▶ [PROBLEM TO WORK ON]: Show every line of the stored entries below that holds the word "doorway", copying each one in full.

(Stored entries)
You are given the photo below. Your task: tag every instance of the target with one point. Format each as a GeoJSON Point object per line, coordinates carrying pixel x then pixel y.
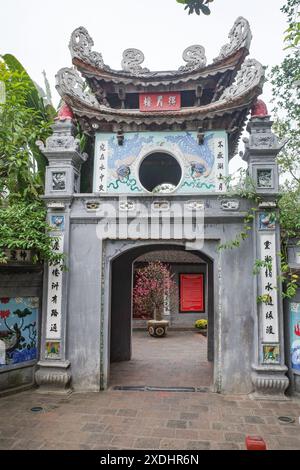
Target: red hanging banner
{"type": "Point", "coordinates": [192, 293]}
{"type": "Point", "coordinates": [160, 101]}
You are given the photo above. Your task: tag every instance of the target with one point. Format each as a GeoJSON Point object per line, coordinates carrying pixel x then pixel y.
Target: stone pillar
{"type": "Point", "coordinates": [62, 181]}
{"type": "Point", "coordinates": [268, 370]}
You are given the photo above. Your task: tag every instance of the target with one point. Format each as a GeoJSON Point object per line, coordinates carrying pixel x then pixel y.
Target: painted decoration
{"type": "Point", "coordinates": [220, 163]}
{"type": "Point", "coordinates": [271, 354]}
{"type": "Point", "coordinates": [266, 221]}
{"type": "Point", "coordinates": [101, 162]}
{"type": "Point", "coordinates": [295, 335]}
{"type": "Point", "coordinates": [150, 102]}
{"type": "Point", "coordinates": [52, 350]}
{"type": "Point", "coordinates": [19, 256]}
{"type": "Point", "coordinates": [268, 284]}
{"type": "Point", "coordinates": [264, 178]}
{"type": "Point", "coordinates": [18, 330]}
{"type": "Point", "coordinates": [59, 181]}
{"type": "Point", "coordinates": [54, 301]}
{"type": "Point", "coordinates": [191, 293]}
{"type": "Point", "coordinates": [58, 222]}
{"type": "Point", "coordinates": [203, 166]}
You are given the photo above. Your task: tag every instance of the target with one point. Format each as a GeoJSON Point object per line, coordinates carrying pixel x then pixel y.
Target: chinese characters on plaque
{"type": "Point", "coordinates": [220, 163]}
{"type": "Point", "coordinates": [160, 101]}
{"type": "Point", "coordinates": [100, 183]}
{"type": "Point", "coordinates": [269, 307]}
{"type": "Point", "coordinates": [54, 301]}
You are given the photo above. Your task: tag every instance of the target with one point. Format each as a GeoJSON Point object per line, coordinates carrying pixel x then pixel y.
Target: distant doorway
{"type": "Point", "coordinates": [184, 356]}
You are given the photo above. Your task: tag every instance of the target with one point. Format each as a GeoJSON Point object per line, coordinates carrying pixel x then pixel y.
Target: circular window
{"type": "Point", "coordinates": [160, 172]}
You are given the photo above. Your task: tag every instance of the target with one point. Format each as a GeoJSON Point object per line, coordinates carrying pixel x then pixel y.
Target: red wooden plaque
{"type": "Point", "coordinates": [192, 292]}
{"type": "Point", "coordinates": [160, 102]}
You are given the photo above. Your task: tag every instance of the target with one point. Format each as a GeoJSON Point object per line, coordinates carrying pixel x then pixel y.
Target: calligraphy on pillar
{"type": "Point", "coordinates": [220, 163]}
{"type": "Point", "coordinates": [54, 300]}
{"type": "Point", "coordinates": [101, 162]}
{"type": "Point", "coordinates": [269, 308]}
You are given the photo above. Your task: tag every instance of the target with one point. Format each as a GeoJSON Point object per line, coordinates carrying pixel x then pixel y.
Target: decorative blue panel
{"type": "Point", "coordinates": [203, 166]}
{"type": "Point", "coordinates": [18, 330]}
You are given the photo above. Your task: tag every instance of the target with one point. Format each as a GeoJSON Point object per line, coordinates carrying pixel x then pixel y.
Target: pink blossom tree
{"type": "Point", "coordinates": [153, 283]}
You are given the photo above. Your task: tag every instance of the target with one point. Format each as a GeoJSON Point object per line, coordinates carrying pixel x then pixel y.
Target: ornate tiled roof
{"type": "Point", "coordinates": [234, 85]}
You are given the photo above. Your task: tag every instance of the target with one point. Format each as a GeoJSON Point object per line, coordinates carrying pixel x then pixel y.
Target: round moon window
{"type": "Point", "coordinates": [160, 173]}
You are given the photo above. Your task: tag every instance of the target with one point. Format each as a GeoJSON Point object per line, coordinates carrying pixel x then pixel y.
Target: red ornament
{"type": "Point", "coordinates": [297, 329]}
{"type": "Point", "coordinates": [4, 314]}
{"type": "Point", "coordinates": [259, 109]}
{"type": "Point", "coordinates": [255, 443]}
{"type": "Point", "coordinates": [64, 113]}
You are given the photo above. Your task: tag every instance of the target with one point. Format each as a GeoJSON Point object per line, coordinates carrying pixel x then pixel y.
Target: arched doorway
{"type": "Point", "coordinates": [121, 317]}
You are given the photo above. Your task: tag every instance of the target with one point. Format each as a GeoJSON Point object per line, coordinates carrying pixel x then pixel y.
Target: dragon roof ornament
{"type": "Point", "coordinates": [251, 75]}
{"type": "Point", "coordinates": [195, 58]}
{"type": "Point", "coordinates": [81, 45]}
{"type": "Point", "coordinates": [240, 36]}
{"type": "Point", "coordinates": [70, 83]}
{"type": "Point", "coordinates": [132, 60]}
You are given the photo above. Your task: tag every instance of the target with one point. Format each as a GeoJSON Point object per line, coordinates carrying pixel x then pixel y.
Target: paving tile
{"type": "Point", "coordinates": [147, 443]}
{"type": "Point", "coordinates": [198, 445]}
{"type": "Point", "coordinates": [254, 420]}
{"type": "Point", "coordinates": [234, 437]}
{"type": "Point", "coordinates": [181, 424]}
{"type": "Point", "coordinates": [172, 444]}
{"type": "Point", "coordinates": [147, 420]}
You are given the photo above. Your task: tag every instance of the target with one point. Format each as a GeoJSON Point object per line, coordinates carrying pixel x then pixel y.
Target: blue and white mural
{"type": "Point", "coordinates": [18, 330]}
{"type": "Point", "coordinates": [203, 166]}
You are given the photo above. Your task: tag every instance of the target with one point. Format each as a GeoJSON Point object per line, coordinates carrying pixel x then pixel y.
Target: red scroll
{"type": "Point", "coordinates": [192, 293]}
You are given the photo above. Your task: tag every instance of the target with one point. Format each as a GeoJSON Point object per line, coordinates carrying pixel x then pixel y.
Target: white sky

▶ [WRITTEN SOLUTION]:
Target: distant doorway
Target: arched doorway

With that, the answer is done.